• **Selection**
________________________________________

These lemon, coconut and oats bars are the perfect treat for any sweet tooths out there. Easy to make, no oven required or fancy equipment. Tangy, soft, delicate. Yes, please!
- 180 g Marie biscuits, finely crushed
- 50 g unsalted butter
- 1 can condensed milk
- 120 g rolled oats
- 80 g shredded coconut
- Zest of 1 lemon
- Juice of 1 lemon
- 1 tbsp vanilla essence
- 4 tbs icing sugar, sifted
- 1 tbsp lemon juice
- Line a 25×23 cm (9×10 in) baking pan with some parchment paper, making sure to leave some handles on the sides.
- In a small bowl, add condensed milk and butter cut into squares. Microwave for 2 minutes, mixing it halfway in to make sure the butter has melted.
- In a large bowl, add the crushed biscuits, rolled oats and coconut.
- Pour into the dry ingredients the condensed milk and butter mix, the lemon juice and zest, and the vanilla essence.

________________________________________

• **Given instruction a**
Copy the lines of the records from the line with "Detection target person's head" up to and including the line with "[0,764,83,822]", keeping each one unchanged.

[Stored items from a collection]
________________________________________

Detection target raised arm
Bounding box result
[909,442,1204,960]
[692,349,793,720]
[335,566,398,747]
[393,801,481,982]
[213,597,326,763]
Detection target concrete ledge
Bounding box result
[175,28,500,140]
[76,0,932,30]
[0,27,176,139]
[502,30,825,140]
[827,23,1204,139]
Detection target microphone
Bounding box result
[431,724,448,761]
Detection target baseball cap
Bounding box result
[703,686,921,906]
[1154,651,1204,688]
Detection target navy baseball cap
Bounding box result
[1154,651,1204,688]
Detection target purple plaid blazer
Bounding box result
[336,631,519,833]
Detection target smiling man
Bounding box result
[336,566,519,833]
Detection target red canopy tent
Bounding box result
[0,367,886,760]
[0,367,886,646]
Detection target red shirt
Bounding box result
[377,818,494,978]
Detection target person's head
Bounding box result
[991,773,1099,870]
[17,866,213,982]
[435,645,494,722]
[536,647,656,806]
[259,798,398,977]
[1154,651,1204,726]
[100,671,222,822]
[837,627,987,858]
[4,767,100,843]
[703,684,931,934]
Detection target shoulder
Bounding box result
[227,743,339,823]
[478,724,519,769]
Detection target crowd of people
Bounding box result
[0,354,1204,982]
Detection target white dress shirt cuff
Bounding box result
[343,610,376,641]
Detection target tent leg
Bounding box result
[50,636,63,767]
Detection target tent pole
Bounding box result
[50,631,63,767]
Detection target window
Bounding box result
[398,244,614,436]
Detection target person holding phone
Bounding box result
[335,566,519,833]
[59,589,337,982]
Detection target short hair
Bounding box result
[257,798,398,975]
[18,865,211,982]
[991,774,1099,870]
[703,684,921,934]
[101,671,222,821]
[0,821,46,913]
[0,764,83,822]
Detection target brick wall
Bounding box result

________________________________________

• **Given instruction b**
Write out the recipe again from "- In a large" up to and including "the vanilla essence.", putting "almonds" wherever "coconut" occurs.

• **Correct answer a**
Detection target person's head
Bounding box result
[991,773,1099,870]
[17,866,213,982]
[435,645,494,722]
[536,647,656,806]
[259,798,398,977]
[1154,651,1204,726]
[100,671,222,822]
[837,627,987,858]
[4,767,100,843]
[703,684,931,934]
Detection target shoulder
Bounding box result
[227,743,339,823]
[478,724,519,769]
Detection target crowd of people
Bounding box result
[0,354,1204,982]
Detection target white dress shirt cuff
Bounding box result
[343,610,376,641]
Detection target tent leg
Bounding box result
[50,636,63,767]
Detection target tent pole
Bounding box result
[50,631,63,767]
Detection target window
Bounding box result
[398,244,614,436]
Detection target person holding phone
Bounding box result
[335,566,519,833]
[59,589,337,982]
Detection target short hair
Bounding box result
[257,798,398,975]
[18,865,211,982]
[991,774,1099,870]
[703,684,921,934]
[101,671,222,821]
[0,821,46,913]
[0,764,83,822]

• **Correct answer b**
- In a large bowl, add the crushed biscuits, rolled oats and almonds.
- Pour into the dry ingredients the condensed milk and butter mix, the lemon juice and zest, and the vanilla essence.